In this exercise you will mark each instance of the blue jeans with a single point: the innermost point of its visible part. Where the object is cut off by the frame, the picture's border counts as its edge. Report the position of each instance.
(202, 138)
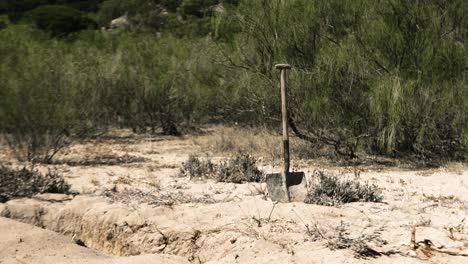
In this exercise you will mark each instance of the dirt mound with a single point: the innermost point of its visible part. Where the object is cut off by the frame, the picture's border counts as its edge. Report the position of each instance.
(22, 243)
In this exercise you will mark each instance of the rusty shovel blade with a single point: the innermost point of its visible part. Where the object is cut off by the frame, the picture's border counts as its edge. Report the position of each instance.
(294, 191)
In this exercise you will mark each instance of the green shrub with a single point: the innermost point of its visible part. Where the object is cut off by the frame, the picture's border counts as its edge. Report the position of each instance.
(196, 8)
(60, 20)
(47, 97)
(330, 191)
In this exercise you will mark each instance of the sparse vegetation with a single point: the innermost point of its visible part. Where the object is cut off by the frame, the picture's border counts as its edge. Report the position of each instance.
(16, 183)
(239, 169)
(329, 190)
(368, 76)
(137, 196)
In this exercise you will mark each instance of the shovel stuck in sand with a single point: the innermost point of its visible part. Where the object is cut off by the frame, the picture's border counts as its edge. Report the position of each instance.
(286, 186)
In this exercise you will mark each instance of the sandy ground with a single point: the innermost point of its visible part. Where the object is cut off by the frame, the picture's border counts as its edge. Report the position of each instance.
(143, 210)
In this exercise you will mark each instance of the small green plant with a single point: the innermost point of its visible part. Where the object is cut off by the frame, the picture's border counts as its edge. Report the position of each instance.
(195, 167)
(241, 168)
(60, 20)
(329, 190)
(26, 183)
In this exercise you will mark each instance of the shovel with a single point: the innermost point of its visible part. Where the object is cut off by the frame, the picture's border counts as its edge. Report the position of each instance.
(286, 186)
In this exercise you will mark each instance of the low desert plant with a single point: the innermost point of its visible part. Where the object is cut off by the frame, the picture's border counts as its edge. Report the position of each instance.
(329, 190)
(26, 183)
(239, 169)
(195, 167)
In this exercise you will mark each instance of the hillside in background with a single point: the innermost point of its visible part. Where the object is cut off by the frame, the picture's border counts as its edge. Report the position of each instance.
(385, 77)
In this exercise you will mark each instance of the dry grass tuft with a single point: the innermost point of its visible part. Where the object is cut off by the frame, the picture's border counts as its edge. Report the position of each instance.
(26, 183)
(239, 169)
(258, 142)
(137, 197)
(100, 160)
(330, 191)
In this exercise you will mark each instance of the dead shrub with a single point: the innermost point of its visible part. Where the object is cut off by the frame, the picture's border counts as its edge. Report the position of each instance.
(196, 167)
(330, 191)
(239, 169)
(26, 183)
(103, 160)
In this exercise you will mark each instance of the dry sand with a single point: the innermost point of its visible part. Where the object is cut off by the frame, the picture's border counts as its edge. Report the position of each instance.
(211, 222)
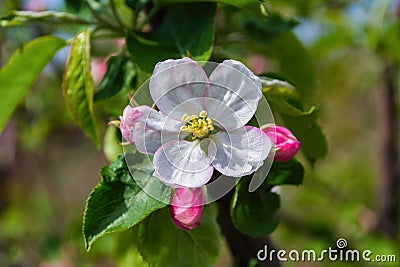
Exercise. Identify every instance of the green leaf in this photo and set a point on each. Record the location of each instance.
(77, 85)
(20, 18)
(265, 30)
(303, 122)
(118, 203)
(161, 243)
(137, 5)
(307, 130)
(284, 98)
(24, 66)
(120, 75)
(184, 28)
(295, 62)
(254, 6)
(291, 172)
(254, 213)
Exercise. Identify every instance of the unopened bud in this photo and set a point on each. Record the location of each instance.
(286, 144)
(187, 207)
--
- **DIRECTIONS**: An exact copy of the records above is required, leaving out the pictures.

- **SOLUTION**:
In this exercise you will mark each instance of the blue jeans with a single point: the innermost point of its visible part. Where the object is cut off by the frame, the picture's border counts as its edge. Report the position of each instance.
(202, 138)
In this exercise you will mark each instance of the dirt mound with a single point: the innermost point of its visible part. Where the object is cut off by the frame, the picture's border counts as its edge. Report the position of each instance.
(22, 243)
In this exercise you will mark each instance of the rusty shovel blade with a single point: the innermost point of its visible part. Where the object is cut off by the frame, the picture's border counts as its edge. Report the position of each instance.
(294, 191)
In this exercise you will mark each instance of the green shrub with a single point: the innermost point of its visible part. Where the object is cut off by the frame, the picture's border counts as its edge. Report the position of each instance.
(196, 8)
(60, 20)
(47, 97)
(330, 191)
In this exercise you will mark each instance of the sparse vegetation with a single point: the innermost point of its visible part. Where the object is cut off by the frame, the picture's border counts as its edge. Report the position of each instance.
(16, 183)
(239, 169)
(329, 190)
(368, 76)
(137, 196)
In this exercise you will mark each instance of the shovel stuck in sand with a single point: the innermost point of its visible part. Where the object is cut off by the frame, the picture's border counts as its edge. Report the position of each instance.
(286, 186)
In this exercise you will mark each instance of the sandy ground with a single point: the innermost point of its visible part. Where the object is cut off by the frame, the picture's border counts as its edge. Report the position of each instance.
(143, 210)
In this exercise you will mark each instance of the small green plant with a single point: the innermost point of its visible part. Where the object is cut off by the frame, the picture's border counts as its edge. Report the position of each instance.
(195, 167)
(241, 168)
(60, 20)
(329, 190)
(26, 183)
In this exercise you will mark each instance of the shovel with a single point: the innermost point of its visible part. Where the object is cut off by the frame, the picture's border counts as its edge. Report the position of each instance.
(286, 186)
In this exercise you will mark each instance of the low desert plant with a single point: the innermost point of its visible part. Where the object is cut off by the frame, the picture's border counts as its edge. Report the position of each instance.
(329, 190)
(26, 183)
(239, 169)
(195, 167)
In this exercise you will mark each instance of the hillside in background with a single point: the innermost point of its visible part. Where the object is cut off by the frame, the picture's border counts as its edge. Report the position of each instance.
(385, 77)
In this exercise you will mark each instance of the dry grass tuft with a single point: the innermost point of its visible part. Where the object is cut off by the frame, the picture's border counts as its edge. Report the position of each instance.
(26, 183)
(239, 169)
(258, 142)
(137, 197)
(100, 160)
(330, 191)
In this exercise you will mark each instance of the dead shrub with a single point: the innermost point of its visible part. Where the object is cut off by the frame, the picture's border counts as its edge. Report the position of each instance.
(196, 167)
(330, 191)
(239, 169)
(26, 183)
(103, 160)
In this exercise you will mark each instance of the dry sand with a single point: the innermost point of its visible part. Where the object is cut off by the frame, the picture's border counts as its edge. Report the position of each instance.
(211, 222)
Exercise. Identify every instance of the green leaf in this photo and set a point on each. Record the location of each instance.
(77, 85)
(20, 18)
(265, 30)
(303, 122)
(118, 203)
(161, 243)
(137, 5)
(307, 130)
(284, 98)
(24, 66)
(120, 75)
(184, 28)
(295, 62)
(254, 6)
(291, 172)
(254, 213)
Exercise. Identify every instance of the unopened bud in this photo and set a point on each. Record the location of each instance.
(286, 144)
(187, 207)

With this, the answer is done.